**Brief**.
Copy out the passage on Topshop's decline below in full, word for word.

**Passage shown**.
[Start of section]
Topshop has also been slow to invest in digital development, floundering in the face of new online-only, ultrafast fashion players like Boohoo, Prettylittlething and Missguided which have snapped up Topshop’s Gen Z customer base with slick websites, better social media presence and cheaper, cooler product. ASOS meanwhile has expanded aggressively over the last decade, and now caters brilliantly for the older Topshop customer, through her university years and first jobs.  Why would that shopper visit her regional scruffy Topshop store, complete with its limited stock selection, when she could choose from the 85,000 products on ASOS that will be delivered to her before her breakfast the next day?  

These digital-first brands have also, naturally, fared better through the pandemic, with many posting impressive results despite an overall decline in demand for clothing and footwear in a locked-down year.    

A problem in store  

In addition to the 100,000 square foot Oxford Street flagship, Topshop has a cumbersome store estate numbering some 510 shops worldwide, of which 300 are in the UK. As soon as ecommerce came along, the brand needed to be quicker at changing the way the business was run. It would have been wiser to look at the store network and, rather than cutting costs and staffing, and leaving stores looking dull and badly serviced (which only exacerbates the move to online), Topshop should have instead had fewer and better stores, that acted as brand showcases. Instead, regional Topshop stores got scruffier, and emptier.    

A controversial owner  

It would be remiss to discuss Topshop’s demise without mentioning Arcadia Group’s controversial owner Sir Philip Green, once an influential and popular figure but recently mired by a series of scandals that have left many calling for him to be stripped of his title.
[End of section]
**Excerpted data**.
[Start of section]
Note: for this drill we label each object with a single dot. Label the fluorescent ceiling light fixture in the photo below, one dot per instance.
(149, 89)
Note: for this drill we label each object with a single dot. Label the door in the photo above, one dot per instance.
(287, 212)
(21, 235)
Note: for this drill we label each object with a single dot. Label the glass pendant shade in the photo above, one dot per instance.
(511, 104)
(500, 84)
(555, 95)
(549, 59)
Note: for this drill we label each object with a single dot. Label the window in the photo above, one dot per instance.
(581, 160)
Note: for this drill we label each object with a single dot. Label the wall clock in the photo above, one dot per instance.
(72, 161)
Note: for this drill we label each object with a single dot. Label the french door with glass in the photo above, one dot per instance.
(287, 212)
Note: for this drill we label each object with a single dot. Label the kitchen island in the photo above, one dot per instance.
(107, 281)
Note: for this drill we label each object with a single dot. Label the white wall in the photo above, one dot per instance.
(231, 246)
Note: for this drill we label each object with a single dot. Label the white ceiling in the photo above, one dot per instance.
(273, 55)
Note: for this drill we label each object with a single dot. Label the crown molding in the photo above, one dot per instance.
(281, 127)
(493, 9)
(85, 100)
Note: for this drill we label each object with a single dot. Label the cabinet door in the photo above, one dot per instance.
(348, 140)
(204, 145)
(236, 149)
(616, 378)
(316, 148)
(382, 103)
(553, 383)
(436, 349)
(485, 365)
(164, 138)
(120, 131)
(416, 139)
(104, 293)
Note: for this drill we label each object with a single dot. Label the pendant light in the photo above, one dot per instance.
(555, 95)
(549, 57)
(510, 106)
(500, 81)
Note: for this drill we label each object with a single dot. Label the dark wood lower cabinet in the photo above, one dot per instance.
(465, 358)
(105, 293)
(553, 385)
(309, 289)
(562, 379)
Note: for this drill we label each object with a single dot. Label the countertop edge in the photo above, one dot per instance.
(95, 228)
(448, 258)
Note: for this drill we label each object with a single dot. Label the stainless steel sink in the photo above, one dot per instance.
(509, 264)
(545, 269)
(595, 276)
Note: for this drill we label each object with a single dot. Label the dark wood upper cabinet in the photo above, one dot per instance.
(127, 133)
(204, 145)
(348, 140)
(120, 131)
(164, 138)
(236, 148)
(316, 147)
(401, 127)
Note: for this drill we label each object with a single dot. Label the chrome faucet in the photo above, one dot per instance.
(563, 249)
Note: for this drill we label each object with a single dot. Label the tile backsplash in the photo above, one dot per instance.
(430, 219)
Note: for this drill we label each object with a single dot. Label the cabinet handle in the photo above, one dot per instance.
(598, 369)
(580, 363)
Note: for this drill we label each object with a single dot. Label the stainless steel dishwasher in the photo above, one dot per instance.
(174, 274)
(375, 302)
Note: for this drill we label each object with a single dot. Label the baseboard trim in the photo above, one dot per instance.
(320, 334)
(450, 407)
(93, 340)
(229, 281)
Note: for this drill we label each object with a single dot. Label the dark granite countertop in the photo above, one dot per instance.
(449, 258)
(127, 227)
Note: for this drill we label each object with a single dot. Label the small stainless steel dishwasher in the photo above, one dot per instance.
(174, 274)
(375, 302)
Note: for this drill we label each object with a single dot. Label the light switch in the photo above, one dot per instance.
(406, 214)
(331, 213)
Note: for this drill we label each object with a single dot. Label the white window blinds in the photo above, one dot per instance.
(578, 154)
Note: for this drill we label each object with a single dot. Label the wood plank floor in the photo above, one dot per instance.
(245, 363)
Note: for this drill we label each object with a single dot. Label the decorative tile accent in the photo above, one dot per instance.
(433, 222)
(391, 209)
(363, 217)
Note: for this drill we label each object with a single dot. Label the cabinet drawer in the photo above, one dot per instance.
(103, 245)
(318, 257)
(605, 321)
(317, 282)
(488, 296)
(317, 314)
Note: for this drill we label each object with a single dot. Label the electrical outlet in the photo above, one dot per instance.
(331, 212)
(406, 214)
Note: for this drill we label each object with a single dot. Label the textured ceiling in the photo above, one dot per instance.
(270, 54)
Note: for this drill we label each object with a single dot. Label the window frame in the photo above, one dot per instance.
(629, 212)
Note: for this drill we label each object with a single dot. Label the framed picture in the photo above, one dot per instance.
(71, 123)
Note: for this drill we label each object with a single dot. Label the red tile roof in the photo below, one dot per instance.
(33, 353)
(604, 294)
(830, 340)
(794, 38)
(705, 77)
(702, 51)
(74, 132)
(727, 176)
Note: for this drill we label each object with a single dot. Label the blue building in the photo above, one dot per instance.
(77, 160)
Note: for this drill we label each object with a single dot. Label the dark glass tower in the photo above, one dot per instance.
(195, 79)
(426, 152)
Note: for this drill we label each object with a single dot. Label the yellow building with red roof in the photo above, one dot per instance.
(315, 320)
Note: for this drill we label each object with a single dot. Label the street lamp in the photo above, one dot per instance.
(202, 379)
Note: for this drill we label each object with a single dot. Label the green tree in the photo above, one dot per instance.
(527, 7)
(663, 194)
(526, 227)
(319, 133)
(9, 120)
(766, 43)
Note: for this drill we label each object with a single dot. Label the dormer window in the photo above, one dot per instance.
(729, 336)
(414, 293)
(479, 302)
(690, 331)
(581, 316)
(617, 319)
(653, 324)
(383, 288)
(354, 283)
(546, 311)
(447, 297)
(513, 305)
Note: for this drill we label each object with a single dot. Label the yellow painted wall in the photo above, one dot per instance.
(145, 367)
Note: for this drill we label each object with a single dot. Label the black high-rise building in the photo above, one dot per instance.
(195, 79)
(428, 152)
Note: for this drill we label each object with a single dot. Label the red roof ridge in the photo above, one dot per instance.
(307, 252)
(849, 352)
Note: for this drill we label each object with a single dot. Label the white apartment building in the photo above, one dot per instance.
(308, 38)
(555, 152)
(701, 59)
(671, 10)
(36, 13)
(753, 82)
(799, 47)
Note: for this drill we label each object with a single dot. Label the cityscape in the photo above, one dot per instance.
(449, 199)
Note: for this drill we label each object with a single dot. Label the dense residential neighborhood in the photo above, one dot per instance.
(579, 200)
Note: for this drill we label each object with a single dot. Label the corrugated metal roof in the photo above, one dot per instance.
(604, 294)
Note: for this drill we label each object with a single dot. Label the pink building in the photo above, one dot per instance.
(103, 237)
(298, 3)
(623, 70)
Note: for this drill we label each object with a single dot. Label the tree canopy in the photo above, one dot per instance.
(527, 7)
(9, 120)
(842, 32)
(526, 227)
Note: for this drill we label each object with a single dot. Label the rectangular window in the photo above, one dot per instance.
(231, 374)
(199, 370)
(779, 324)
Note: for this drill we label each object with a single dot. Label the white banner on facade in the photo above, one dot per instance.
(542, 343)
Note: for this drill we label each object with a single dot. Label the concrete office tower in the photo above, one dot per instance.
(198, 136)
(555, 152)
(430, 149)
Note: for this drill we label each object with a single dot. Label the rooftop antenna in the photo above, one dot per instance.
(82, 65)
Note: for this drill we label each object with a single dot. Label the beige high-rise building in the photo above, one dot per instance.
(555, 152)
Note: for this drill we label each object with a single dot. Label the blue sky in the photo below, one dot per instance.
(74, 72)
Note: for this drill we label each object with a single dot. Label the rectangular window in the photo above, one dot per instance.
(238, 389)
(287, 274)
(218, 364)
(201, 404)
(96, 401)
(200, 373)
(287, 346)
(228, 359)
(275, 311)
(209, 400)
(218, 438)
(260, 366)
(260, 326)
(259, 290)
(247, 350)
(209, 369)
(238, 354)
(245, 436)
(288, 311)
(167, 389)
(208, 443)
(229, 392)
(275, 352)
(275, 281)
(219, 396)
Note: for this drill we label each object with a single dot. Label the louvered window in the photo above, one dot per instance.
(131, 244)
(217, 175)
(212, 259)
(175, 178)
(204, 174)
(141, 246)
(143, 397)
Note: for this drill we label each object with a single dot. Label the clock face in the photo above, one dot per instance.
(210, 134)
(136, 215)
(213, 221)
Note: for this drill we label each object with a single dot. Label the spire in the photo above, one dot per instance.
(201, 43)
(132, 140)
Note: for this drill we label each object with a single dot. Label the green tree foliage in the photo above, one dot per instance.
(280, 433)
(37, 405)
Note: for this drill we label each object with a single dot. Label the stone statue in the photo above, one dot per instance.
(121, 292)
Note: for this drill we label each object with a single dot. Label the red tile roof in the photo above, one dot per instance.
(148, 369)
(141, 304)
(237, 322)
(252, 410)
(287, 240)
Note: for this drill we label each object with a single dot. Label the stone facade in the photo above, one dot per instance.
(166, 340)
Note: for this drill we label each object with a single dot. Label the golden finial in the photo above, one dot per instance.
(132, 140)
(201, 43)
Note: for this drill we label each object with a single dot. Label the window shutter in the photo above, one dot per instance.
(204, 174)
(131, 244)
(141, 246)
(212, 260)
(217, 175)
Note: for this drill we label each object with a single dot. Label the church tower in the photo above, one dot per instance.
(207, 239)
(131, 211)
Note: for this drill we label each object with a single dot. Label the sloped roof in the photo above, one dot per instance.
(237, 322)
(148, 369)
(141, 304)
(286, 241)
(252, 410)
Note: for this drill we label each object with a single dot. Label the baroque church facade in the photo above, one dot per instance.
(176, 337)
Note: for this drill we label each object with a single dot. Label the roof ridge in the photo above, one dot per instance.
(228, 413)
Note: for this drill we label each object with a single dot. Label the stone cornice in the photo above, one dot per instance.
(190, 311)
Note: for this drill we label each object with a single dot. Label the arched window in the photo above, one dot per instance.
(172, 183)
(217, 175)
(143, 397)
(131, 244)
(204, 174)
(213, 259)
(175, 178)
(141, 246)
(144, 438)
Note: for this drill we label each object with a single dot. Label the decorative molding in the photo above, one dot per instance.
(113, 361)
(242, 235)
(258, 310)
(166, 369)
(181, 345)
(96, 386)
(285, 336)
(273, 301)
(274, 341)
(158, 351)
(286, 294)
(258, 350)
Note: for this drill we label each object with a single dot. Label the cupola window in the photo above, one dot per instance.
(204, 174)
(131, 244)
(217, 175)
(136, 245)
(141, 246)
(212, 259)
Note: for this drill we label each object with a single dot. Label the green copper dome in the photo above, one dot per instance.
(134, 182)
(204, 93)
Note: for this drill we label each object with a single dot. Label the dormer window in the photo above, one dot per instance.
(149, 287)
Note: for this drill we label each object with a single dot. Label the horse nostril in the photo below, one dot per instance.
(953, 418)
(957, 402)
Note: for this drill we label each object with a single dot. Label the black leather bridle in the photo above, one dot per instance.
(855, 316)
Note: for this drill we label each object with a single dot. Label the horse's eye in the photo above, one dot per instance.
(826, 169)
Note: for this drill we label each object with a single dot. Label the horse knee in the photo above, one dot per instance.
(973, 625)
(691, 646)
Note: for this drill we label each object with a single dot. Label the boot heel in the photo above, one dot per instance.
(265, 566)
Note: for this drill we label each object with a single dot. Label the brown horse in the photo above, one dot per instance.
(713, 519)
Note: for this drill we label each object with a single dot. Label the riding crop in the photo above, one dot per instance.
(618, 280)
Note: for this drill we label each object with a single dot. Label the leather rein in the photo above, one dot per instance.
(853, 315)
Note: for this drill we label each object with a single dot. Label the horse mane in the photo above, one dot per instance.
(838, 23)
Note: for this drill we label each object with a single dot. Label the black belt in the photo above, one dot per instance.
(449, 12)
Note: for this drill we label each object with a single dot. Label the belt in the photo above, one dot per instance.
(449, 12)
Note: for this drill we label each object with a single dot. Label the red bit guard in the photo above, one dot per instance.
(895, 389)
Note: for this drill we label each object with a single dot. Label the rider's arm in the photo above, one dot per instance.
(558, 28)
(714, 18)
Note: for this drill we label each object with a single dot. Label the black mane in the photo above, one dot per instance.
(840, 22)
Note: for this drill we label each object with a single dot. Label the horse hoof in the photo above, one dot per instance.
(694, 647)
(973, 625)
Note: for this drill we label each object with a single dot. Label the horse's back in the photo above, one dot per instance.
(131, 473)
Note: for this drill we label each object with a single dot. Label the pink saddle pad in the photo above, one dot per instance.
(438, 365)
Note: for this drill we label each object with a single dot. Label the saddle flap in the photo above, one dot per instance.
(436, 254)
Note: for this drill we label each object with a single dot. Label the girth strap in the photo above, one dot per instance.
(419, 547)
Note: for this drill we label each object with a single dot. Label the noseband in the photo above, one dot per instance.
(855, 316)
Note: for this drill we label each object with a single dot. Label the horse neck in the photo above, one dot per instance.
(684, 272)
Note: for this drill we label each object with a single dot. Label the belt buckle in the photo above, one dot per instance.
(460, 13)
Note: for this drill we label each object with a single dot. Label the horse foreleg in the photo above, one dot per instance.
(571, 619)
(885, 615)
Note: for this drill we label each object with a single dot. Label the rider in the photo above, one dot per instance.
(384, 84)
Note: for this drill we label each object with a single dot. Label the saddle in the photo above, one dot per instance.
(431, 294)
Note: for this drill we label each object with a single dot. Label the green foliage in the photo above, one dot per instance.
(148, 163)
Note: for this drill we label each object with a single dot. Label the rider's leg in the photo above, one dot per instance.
[End of section]
**Reply**.
Topshop has also been slow to invest in digital development, floundering in the face of new online-only, ultrafast fashion players like Boohoo, Prettylittlething and Missguided which have snapped up Topshop’s Gen Z customer base with slick websites, better social media presence and cheaper, cooler product. ASOS meanwhile has expanded aggressively over the last decade, and now caters brilliantly for the older Topshop customer, through her university years and first jobs.  Why would that shopper visit her regional scruffy Topshop store, complete with its limited stock selection, when she could choose from the 85,000 products on ASOS that will be delivered to her before her breakfast the next day?  

These digital-first brands have also, naturally, fared better through the pandemic, with many posting impressive results despite an overall decline in demand for clothing and footwear in a locked-down year.    

A problem in store  

In addition to the 100,000 square foot Oxford Street flagship, Topshop has a cumbersome store estate numbering some 510 shops worldwide, of which 300 are in the UK. As soon as ecommerce came along, the brand needed to be quicker at changing the way the business was run. It would have been wiser to look at the store network and, rather than cutting costs and staffing, and leaving stores looking dull and badly serviced (which only exacerbates the move to online), Topshop should have instead had fewer and better stores, that acted as brand showcases. Instead, regional Topshop stores got scruffier, and emptier.    

A controversial owner  

It would be remiss to discuss Topshop’s demise without mentioning Arcadia Group’s controversial owner Sir Philip Green, once an influential and popular figure but recently mired by a series of scandals that have left many calling for him to be stripped of his title.